Conjunto de exercícios:
1 – Segundo a reportagem sobre a crise no ensino de Oiapoque, o que provocou a série de protestos pelas ruas da cidade? Responda em até três frases.
2 – Prossiga com a reportagem sobre a crise na rede municipal de ensino de Oiapoque a partir do último parágrafo apresentado.

Trecho citado:
↓

Por SELES NAFES e HUMBERTO BAÍA
Oiapoque, município localizado a 590 km de Macapá, atravessa uma das piores crises da sua rede municipal de ensino. Salários parcelados e aluguéis atrasados dos prédios onde funcionam as escolas provocaram uma série de protestos pelas ruas da cidade, que está na froneira com a Guiana Francesa. Professores exigem a demissão da secretária de Educação, Valdirene do Carmo, no cargo há apenas 9 meses. Ouvida pelo Portal SN, ela admitiu as dificuldades financeiras, mas fez ponderações sobre os fatores que causaram a atual situação da rede municipal.
De acordo com os educadores, a maioria dos professores está sem receber desde maio, quando iniciou o ano letivo em grande parte das oito escolas. Em algumas unidades, as aulas só teriam começado em agosto. Além disso, os pais reclamam das condições precárias dos prédios alugados pela prefeitura. Reeleito pela população em 2024, prefeito Breno Almeida (PP) completa quase 5 anos sem nenhum colégio inaugurado, apesar dos R$ 43 milhões recebidos pela outorga do saneamento, recurso que poderia ter sido aplicado em qualquer área.
“Hoje uma criança caiu do segundo andar desse prédio e quebrou o braço. Sem segurança para os alunos. Canalhice que está acontecendo na gestão de Oiapoque. Isso tudo é professor sem receber. Muitos não têm coragem de vir porque foram obrigados a votar (no prefeito) para ter um contrato”, criticou uma moradora durante manifestação.
Representantes do Sinsepeap em Oiapoque informaram que seriam recebidos pelo prefeito nesta sexta-feira (12), durante mais um protesto.
“O salário está sendo parcelado nos últimos três meses. Eles pagam entre os dias 30 e 10, no caso dos servidores efetivos. O contrato não recebe há 50 dias, quase dois meses”, disse Aderlan, representante do sindicato, confirmando que nenhuma escola possui prédio próprio.

↑

Dados de origem:
↓

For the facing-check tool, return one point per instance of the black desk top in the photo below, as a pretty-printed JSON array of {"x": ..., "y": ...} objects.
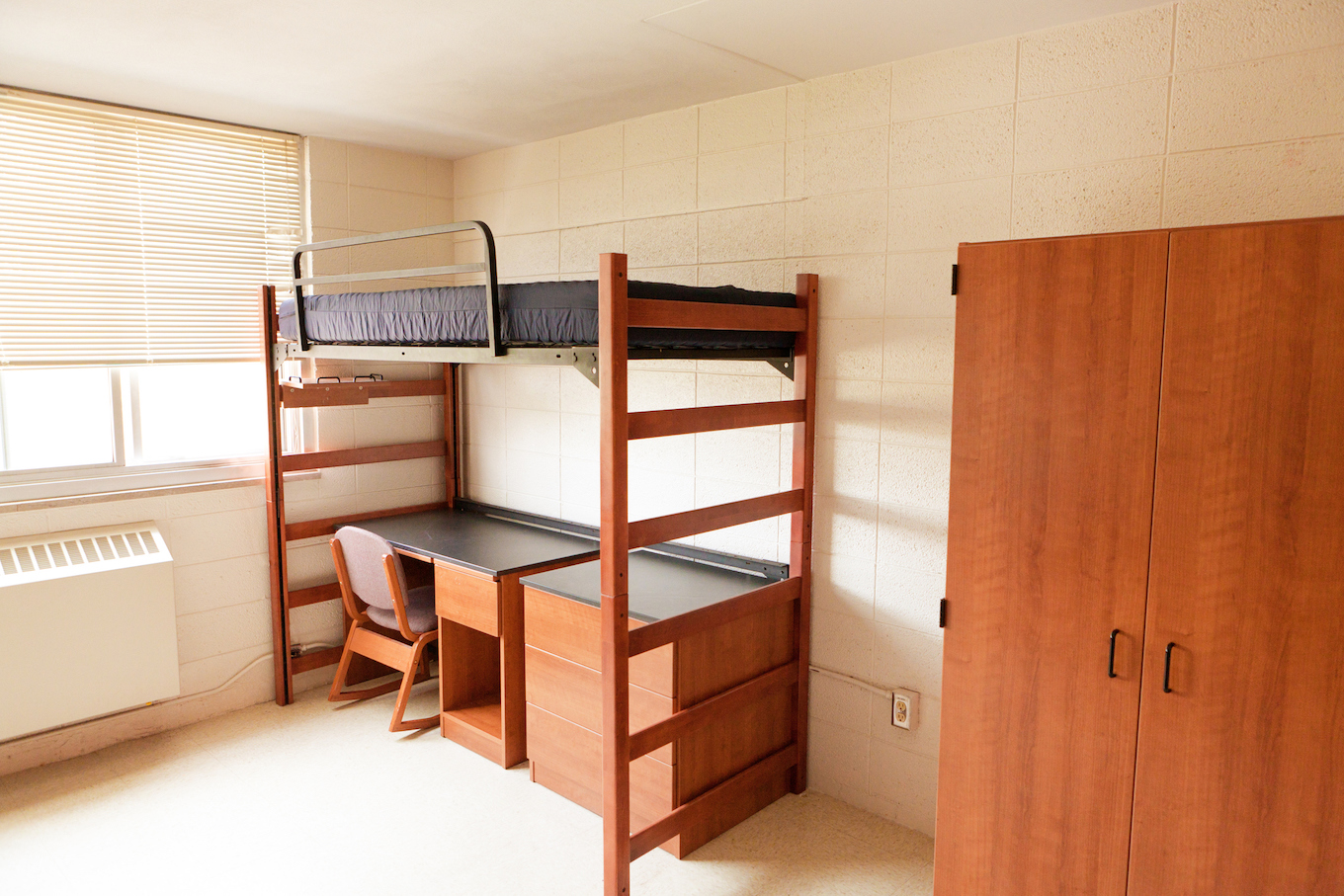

↑

As respostas:
1 – Os protestos foram provocados pelos salários parcelados dos professores e pelos aluguéis atrasados dos prédios onde funcionam as escolas.

2 –
Professores na orla de Oiapoque, onde também fica a prefeitura
Redução no Fundeb
Procurada pelo Portal SN, a secretária Valdirene do Carmo, doutora em educação pública, fez um desabafo sobre os desafios da educação em Oiapoque, que estaria atrasa em 14 anos. Ela admitiu o parcelamento, mas explicou que o problema acompanha o repasse do Fundeb. Segundo ela, o município perdeu R$ 3 milhões em comparação a 2024. O total teria caído de R$ 45 milhões para R$ 42 milhões em razão da falta de prestação de contas de gestões anteriores da educação (no próprio governo Breno). Um ex-secretário chegou a ser acusado de desviar quase R$ 10 milhões no ano passado, episódio amplamente noticiado pela imprensa.
Valdirene destacou ainda que o aumento da população estudantil, estimulado pela expectativa da exploração de petróleo, agravou o cenário.
“Quando assumi a secretaria, em 2 de janeiro de 2025, encontrei um débito de R$ 4,5 milhões para servidores efetivos e contratos. Está vindo Fundeb para 4 mil alunos, mas agora temos 5,8 mil estudantes. A merenda recebe R$ 85 mil (por mês) para 4 mil alunos quando temos quase 6 mil. Aumentou a população com a expectativa do petróleo”, relatou.
Ela acrescentou que os repasses são feitos de forma fracionada, dificultando a programação.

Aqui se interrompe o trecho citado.